▶ TEXTE PROPOSÉ
-------
Après une saison conclue par un titre de Champion de France acquis dans l’indifférence générale, et des matches désormais sans enjeux que le PSG n’arrive même plus à aborder correctement, le projet du club de la capitale a pris un coup cette saison. Deux ans après les arrivées de Neymar et Mbappé, le PSG n’a toujours pas avancé dans son entreprise de remporter la Ligue des champions, pire Paris a laissé échapper les Coupes nationales et laisse même l’impression de régresser.
-------
▶ CONSIGNES DE TRAVAIL
- a) Réécrivez les enregistrements en remplaçant « orange flower print » par « orange floral pattern ». Ne changez rien d'autre.
- b) Prolongez le texte sur la saison du PSG au-delà de sa dernière phrase.

▶ DONNÉES FOURNIES
-------
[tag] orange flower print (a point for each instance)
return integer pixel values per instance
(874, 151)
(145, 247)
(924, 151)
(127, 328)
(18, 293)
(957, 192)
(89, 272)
-------
▶ RÉPONSES PAR CONSIGNE
- a)
[tag] orange floral pattern (a point for each instance)
return integer pixel values per instance
(874, 151)
(145, 247)
(924, 151)
(127, 328)
(18, 293)
(957, 192)
(89, 272)

- b)
Pour comprendre l’attente qui règne autour du Paris Saint-Germain, et de ses supporters toujours plus nombreux aux quatre coins du monde, il faut bien intégrer la dimension dans laquelle est entré le club en 2011, lorsque QSI (Qatar Sport Investments) rachète le PSG et en devient le propriétaire et actionnaire. Ce n’est une surprise pour personne, derrière ce fond se trouve être l’un des souverains les plus riches de la planète en la personne du prince héritier, le cheikh Tamim ben Hamad Al Thani, émir du Qatar depuis 2013. Avec Nasser Al-Khelaïfi, actuel Président du Paris Saint-Germain, l’Émir s’offre un club en quête de rêve européen, en quête d’un passé qu’il peine à retrouver et dont les anciens propriétaires, Colony Capital, ne seront pas parvenus à faire rayonner sur le plan national. Paris change de slogan : « Rêvons plus grand », et l’arrivée d’un fond émirati soutenu par le chef d’État du Qatar est accueilli avec bienveillance, pour ne pas dire joie, car il est la garantie d’un avenir sportif radieux. Il s’agit à cette époque-là de l’introduction dans le football mondial du Qatar qui s’offre le PSG avant l’organisation de la Coupe du monde au Qatar en 2022, et par la même occasion une vitrine pour briller sur la scène internationale.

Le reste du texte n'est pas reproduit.